# Goal:
Pull out every line of the records below and write each one down again without a single change.

(Collected data)
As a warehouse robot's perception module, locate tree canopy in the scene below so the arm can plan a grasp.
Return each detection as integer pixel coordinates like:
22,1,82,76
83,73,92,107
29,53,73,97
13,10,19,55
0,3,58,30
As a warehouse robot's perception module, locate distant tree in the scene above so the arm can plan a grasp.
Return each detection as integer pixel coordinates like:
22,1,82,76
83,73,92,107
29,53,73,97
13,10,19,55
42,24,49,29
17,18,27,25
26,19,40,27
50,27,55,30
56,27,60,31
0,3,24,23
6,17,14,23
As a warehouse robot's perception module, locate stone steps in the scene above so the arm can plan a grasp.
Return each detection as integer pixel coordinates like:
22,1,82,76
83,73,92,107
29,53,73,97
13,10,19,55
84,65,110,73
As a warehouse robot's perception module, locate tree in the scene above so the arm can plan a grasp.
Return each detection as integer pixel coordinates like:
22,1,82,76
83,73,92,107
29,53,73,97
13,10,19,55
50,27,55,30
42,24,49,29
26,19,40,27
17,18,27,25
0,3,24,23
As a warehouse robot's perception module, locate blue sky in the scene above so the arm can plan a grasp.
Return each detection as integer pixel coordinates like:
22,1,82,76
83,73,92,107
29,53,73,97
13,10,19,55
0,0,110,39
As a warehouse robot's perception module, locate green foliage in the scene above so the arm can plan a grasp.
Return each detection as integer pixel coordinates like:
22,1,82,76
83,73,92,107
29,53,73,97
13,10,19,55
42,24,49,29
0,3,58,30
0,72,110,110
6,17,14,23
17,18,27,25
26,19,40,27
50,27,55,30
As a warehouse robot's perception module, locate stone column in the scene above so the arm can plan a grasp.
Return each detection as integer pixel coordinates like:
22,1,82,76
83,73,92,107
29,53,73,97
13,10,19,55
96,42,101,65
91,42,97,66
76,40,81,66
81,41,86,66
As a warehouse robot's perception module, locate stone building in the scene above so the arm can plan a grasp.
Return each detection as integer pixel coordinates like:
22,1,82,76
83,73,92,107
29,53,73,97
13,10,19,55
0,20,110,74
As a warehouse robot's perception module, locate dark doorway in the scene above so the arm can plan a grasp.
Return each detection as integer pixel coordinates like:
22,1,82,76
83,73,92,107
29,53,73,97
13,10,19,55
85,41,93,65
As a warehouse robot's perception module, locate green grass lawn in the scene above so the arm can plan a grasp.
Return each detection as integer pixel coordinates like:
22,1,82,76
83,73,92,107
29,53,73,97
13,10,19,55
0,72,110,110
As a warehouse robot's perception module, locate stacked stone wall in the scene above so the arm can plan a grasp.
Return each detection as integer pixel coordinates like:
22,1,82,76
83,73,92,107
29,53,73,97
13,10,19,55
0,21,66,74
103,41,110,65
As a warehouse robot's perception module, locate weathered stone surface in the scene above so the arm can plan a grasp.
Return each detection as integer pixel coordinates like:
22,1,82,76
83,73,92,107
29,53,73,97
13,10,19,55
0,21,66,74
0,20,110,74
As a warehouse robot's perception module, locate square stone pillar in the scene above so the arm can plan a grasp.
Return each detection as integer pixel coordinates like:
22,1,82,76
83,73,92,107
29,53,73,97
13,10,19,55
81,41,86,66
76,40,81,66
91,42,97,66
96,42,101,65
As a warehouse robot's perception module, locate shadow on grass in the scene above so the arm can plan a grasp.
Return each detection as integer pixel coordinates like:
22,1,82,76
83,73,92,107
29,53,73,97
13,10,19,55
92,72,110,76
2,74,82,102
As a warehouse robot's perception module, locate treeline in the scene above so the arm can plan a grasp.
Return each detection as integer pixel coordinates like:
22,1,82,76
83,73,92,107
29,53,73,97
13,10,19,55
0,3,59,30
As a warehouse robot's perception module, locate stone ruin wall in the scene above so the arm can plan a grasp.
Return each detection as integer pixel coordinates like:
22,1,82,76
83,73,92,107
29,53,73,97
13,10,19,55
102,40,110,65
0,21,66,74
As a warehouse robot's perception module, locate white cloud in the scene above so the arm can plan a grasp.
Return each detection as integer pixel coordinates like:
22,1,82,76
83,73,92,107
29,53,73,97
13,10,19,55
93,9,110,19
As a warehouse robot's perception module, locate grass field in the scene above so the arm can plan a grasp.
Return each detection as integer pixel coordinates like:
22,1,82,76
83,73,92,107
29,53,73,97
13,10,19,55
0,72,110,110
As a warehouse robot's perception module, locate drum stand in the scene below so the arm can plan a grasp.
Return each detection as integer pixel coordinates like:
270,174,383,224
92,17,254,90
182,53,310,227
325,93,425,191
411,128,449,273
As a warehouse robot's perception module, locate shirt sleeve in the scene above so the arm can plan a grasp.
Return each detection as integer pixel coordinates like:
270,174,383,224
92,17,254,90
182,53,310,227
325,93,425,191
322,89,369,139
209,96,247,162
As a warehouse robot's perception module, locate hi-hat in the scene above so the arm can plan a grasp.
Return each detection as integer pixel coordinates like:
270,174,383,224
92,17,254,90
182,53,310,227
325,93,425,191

# Solution for this exercise:
As a warehouse robot's perception module, locate tree canopy in the scene below so the arm can plan a grasp.
Return each detection as integer pixel coordinates like:
22,1,82,76
83,73,92,107
29,53,73,97
13,10,19,55
0,3,58,30
As a warehouse robot's perception module, locate distant tree in the scene above so the arm can plan a grasp.
Return each detection as integer pixel coordinates like:
22,1,82,76
83,73,92,107
29,53,73,97
13,10,19,55
42,24,49,29
17,18,27,25
26,19,40,27
50,27,55,30
56,27,60,31
0,3,24,23
6,17,14,23
As a warehouse robot's perception module, locate stone steps in the scene above so the arm can plan a grasp.
Return each detection as integer pixel coordinates like:
22,1,82,76
83,73,92,107
29,53,73,97
13,10,19,55
84,65,110,73
As a warehouse robot's perception module, locate tree in the scene above so the arm can plan a grasp.
Return each detection as integer pixel coordinates like:
22,1,82,76
83,73,92,107
29,53,73,97
13,10,19,55
50,27,55,30
42,24,49,29
26,19,40,27
17,18,27,25
0,3,24,23
As a warehouse robot's perception module, locate blue sky in the scene above so the arm can plan a grasp.
Return each detection as integer pixel coordinates like:
22,1,82,76
83,73,92,107
29,53,73,97
13,10,19,55
0,0,110,39
As a warehouse robot's perception module, locate green foliage in the scene above so the arm can plan a grasp.
Return each detection as integer pixel coordinates like:
22,1,82,76
83,73,92,107
29,53,73,97
13,10,19,55
42,24,49,29
0,3,58,30
0,72,110,110
6,17,14,23
17,18,27,25
26,19,40,27
50,27,55,30
As a warehouse robot's perception module, locate stone column in the scene above so the arm can plan a grasp.
Return each detection as integer pixel coordinates like:
22,1,82,76
83,73,92,107
29,53,73,97
13,10,19,55
96,42,101,65
91,42,97,66
76,40,81,66
81,41,86,66
As a warehouse robot's perception module, locate stone building in the scene above so the arm can plan a grasp.
Return each detection as integer pixel coordinates like:
22,1,82,76
83,73,92,107
29,53,73,97
13,10,19,55
0,20,110,74
As a warehouse robot's perception module, locate dark doorway in the scene above so the arm can plan a grasp.
Return each detection as integer pixel coordinates like:
22,1,82,76
83,73,92,107
29,53,73,97
13,10,19,55
85,41,93,65
As a warehouse robot's perception module, locate green grass lawn in the scene above so the arm can plan a grasp.
Return each detection as integer pixel coordinates like:
22,1,82,76
83,73,92,107
29,53,73,97
13,10,19,55
0,72,110,110
As a warehouse robot's perception module, locate stacked stone wall in the scene above so the arm can plan a grasp.
Return each detection as integer pixel coordinates like:
22,1,82,76
83,73,92,107
29,53,73,97
13,10,19,55
0,21,66,74
103,41,110,65
As a warehouse robot's perception module, locate weathered stone surface in the scene above so the arm can plan a grasp.
Return each detection as integer pixel coordinates like:
22,1,82,76
83,73,92,107
29,53,73,97
13,10,19,55
0,21,66,74
0,20,110,74
As a warehouse robot's perception module, locate square stone pillar in the scene above so the arm can plan a grasp.
Return each detection as integer pixel coordinates like:
22,1,82,76
83,73,92,107
29,53,73,97
13,10,19,55
81,41,86,66
76,40,81,66
91,42,97,66
96,42,101,65
As a warehouse robot's perception module, locate shadow on grass in the scene above so the arm can plan a grasp.
Return each detection as integer pixel coordinates like:
22,1,82,76
83,73,92,107
29,53,73,97
13,10,19,55
92,72,110,76
2,74,82,102
As a warehouse robot's perception module, locate treeline in the scene above so the arm can plan a grasp.
Return each detection as integer pixel coordinates like:
22,1,82,76
83,73,92,107
29,53,73,97
13,10,19,55
0,3,59,30
As a warehouse robot's perception module, locate stone ruin wall in the scene above so the arm can plan a grasp.
Return each detection as integer pixel coordinates like:
22,1,82,76
83,73,92,107
29,53,73,97
13,10,19,55
102,40,110,65
0,21,66,74
As a warehouse robot's perception module, locate white cloud in the scene above so the arm can plan a grasp.
Return each detection as integer pixel coordinates like:
22,1,82,76
83,73,92,107
29,53,73,97
13,10,19,55
93,9,110,19
As a warehouse robot's perception module, locate grass field in the scene above so the arm can plan a grasp.
Return each detection as integer pixel coordinates like:
22,1,82,76
83,73,92,107
29,53,73,97
13,10,19,55
0,72,110,110
As a warehouse robot's perception module, locate drum stand in the scene below so the arm can plan a grasp.
Return each detection as integer pixel coordinates like:
270,174,383,224
92,17,254,90
182,53,310,227
325,93,425,191
411,128,449,273
As a warehouse robot's perception module, locate shirt sleeve in the scene above so the arm can plan a grasp.
Return each detection as integer pixel coordinates like:
270,174,383,224
92,17,254,90
182,53,310,227
325,93,425,191
322,89,369,139
209,96,247,162
As a warehouse robot's perception module, locate hi-hat in the scene above so the arm can plan a grasp.
Return each detection as integer pixel coordinates like:
270,174,383,224
92,17,254,90
182,53,310,227
325,93,425,191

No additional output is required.